_Action item_.
Your answer should consist of each line below that contains the string "plate".

╔══

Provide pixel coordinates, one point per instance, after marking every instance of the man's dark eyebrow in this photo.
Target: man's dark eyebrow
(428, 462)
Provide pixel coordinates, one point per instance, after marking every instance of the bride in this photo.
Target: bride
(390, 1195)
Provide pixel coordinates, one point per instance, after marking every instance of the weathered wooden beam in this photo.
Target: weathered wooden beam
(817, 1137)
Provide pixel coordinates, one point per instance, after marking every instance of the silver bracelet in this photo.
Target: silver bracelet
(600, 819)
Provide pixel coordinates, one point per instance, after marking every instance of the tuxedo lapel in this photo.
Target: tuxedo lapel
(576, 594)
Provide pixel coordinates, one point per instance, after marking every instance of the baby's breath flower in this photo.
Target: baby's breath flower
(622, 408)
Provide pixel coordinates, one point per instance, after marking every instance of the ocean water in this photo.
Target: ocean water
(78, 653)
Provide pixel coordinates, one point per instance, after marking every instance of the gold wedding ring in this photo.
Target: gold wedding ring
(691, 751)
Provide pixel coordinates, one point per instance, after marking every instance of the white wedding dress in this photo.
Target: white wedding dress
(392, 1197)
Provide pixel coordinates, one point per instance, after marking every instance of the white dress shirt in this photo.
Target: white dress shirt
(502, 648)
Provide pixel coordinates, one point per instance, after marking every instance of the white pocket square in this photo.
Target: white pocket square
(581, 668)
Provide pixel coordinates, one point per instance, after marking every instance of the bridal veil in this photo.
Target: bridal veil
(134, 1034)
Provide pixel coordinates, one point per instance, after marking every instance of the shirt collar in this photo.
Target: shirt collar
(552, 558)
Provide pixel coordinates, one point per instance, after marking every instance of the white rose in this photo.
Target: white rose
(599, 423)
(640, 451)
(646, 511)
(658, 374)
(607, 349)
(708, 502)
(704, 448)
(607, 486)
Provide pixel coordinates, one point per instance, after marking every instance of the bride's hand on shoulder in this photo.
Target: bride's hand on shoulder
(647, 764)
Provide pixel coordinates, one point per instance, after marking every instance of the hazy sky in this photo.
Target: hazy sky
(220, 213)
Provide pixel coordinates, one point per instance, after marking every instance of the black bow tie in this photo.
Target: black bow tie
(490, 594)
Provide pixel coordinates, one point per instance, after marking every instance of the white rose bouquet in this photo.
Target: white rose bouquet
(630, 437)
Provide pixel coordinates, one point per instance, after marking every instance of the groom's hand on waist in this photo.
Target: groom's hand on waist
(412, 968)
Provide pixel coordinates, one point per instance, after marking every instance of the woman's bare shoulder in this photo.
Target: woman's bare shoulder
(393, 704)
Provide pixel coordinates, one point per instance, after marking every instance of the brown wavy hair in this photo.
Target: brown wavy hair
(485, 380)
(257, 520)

╚══
╔══

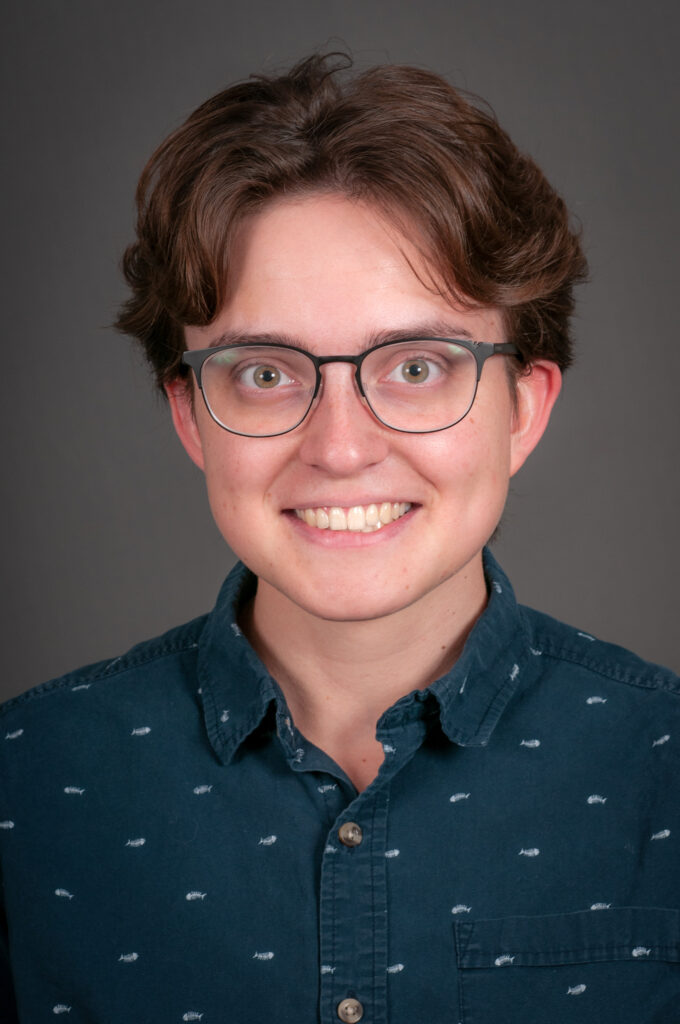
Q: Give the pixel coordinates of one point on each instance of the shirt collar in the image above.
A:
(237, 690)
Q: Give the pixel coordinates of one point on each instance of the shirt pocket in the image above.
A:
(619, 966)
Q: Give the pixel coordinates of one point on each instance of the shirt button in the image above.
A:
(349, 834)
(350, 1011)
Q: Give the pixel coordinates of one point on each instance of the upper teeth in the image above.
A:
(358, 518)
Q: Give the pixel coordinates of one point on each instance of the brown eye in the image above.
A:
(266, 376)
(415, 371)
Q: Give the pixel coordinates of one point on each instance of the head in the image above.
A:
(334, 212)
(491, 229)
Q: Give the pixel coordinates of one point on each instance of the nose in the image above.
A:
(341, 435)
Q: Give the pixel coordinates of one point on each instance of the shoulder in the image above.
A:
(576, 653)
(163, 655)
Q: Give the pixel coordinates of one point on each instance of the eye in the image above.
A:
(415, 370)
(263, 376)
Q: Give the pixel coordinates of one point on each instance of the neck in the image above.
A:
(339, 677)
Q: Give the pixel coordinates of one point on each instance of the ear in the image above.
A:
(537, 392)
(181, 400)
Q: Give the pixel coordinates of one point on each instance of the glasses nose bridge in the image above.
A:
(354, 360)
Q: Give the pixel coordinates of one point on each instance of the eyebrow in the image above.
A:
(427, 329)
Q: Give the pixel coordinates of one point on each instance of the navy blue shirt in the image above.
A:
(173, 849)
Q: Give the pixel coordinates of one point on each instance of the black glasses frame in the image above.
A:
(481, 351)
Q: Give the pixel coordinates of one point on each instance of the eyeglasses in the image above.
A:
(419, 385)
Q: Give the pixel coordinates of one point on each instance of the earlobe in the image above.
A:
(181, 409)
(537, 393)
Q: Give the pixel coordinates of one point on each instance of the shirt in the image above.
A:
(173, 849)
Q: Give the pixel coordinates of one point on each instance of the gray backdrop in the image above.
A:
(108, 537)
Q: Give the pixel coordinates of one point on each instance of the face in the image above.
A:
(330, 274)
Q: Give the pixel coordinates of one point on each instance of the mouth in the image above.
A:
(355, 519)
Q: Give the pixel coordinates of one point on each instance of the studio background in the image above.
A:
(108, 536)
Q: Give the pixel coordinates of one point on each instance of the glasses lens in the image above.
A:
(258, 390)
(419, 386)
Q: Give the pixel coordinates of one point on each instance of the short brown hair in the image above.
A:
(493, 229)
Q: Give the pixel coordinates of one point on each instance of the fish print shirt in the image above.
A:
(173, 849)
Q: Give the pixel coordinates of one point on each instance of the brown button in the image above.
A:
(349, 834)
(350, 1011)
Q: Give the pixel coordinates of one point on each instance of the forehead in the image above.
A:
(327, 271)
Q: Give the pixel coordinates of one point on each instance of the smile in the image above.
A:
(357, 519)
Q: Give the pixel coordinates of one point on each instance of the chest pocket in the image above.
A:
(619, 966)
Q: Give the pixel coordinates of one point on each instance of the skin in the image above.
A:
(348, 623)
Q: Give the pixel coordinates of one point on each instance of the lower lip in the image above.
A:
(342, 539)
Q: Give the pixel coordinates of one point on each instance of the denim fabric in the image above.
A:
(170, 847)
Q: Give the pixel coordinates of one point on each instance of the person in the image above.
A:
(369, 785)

╚══
╔══

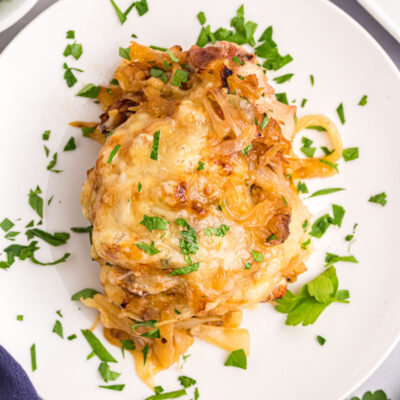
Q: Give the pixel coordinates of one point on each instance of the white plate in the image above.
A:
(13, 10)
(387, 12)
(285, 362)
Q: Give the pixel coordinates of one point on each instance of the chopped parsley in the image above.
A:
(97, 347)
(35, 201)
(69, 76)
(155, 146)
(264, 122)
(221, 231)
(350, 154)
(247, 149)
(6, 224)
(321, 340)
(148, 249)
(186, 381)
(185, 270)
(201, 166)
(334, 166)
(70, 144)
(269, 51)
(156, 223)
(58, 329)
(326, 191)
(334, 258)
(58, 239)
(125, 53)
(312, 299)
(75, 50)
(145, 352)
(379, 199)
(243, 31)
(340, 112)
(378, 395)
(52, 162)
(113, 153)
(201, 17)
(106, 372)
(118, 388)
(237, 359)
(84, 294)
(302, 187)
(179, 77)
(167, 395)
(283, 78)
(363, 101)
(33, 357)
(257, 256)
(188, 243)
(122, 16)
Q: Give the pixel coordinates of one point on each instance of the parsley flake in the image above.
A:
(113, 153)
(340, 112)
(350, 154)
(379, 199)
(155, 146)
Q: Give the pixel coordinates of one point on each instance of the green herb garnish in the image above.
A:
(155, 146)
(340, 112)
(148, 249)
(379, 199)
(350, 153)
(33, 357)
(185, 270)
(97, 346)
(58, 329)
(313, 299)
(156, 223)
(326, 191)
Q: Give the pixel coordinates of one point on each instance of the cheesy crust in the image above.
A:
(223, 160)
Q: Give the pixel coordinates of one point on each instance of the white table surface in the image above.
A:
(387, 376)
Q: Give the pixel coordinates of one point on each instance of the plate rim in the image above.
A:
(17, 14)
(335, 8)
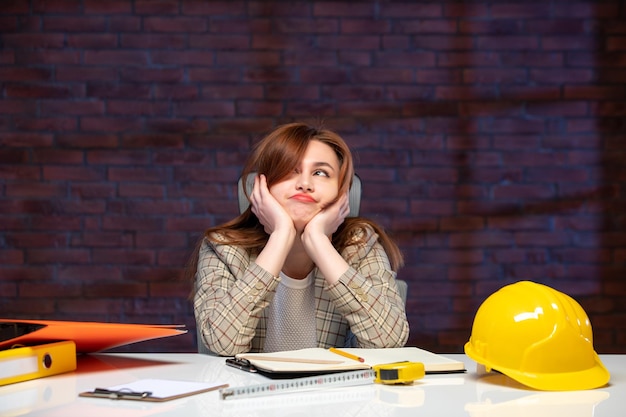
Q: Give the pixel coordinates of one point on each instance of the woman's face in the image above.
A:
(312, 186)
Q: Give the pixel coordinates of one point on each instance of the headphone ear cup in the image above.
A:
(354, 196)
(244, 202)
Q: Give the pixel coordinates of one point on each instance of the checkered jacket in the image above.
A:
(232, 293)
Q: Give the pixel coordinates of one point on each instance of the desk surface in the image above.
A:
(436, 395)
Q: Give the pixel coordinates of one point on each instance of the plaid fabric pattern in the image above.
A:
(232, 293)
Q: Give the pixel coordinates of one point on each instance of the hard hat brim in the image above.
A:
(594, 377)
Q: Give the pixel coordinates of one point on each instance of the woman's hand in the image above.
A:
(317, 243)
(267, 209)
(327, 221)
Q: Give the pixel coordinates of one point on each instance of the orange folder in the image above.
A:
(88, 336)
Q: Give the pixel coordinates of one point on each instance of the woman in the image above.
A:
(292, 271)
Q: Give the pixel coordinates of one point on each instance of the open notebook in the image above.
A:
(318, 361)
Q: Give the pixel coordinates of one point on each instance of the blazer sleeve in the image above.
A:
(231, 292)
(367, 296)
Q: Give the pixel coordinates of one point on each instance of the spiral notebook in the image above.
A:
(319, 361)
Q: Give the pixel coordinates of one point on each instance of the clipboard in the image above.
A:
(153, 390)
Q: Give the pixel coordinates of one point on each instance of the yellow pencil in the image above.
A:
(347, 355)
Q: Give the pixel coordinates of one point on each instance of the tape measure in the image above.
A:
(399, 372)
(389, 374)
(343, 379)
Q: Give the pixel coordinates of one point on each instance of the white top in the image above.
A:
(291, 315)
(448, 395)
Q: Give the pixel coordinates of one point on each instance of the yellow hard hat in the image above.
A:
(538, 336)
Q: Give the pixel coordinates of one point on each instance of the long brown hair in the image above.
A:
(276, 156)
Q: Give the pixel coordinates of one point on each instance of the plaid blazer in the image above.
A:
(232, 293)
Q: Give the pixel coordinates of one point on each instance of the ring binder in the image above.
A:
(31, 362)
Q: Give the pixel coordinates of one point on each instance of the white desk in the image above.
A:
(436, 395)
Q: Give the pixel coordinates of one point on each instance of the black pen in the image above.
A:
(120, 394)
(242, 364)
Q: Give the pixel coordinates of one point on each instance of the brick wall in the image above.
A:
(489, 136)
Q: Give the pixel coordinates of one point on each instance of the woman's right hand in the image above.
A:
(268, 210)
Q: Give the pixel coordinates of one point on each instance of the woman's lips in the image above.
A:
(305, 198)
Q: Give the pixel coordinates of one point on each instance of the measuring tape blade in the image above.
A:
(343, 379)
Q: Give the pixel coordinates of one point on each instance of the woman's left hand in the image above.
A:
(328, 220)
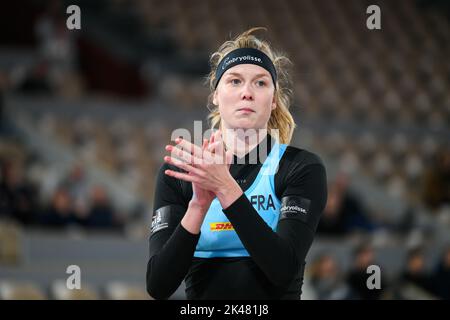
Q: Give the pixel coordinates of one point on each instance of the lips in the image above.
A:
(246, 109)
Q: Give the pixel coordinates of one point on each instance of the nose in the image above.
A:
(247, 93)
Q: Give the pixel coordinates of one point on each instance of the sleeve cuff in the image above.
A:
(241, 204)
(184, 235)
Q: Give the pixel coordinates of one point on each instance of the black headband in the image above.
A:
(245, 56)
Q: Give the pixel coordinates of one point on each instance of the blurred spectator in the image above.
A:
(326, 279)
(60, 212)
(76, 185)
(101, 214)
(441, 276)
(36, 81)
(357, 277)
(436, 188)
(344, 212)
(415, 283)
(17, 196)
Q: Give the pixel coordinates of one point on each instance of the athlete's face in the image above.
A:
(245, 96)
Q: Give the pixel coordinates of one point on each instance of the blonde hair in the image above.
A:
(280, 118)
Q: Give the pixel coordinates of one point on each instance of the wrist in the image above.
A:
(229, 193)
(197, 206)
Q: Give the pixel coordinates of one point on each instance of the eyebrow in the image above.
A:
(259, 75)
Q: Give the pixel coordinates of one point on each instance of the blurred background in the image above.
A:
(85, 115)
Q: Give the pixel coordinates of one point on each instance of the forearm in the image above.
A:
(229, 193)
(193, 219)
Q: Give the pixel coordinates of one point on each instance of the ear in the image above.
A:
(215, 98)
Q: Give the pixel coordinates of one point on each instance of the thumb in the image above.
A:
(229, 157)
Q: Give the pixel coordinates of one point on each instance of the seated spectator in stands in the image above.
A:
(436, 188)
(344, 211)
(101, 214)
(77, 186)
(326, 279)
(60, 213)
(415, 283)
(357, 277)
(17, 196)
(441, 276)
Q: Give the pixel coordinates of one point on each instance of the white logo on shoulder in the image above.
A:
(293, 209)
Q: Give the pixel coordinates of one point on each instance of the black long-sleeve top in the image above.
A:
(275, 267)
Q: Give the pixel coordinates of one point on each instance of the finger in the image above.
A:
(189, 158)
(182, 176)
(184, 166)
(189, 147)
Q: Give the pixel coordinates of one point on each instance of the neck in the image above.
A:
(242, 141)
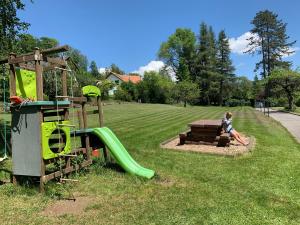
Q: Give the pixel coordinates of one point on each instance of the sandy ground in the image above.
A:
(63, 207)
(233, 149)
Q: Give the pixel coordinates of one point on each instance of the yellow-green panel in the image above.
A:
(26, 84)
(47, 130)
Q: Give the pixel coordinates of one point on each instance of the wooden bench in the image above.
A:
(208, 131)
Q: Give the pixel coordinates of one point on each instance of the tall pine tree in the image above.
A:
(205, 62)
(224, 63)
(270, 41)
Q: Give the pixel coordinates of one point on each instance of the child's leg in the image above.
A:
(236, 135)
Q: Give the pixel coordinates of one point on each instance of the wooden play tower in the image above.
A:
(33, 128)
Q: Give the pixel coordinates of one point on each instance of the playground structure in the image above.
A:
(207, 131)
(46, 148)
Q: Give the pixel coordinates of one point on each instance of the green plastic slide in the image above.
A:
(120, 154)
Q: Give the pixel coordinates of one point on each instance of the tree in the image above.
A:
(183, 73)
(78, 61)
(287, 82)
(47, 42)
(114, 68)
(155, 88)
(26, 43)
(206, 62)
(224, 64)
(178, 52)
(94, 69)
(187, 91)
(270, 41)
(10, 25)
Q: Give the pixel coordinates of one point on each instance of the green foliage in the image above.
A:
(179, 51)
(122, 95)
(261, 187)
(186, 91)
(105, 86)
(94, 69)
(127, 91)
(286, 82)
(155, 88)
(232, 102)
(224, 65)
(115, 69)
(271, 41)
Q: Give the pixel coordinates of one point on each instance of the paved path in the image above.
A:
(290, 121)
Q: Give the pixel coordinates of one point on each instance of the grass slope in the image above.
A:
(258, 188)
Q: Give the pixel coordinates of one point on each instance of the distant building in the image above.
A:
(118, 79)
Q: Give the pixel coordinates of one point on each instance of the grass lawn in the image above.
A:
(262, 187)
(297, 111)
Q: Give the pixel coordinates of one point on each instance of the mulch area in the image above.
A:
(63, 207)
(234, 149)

╚══

_Response to this exercise_.
Q: Give the pixel coordinates of one point on each instance of the white plate in the image above.
Q: Give the pixel coordinates of one point on each instance of the plate rim in the image above.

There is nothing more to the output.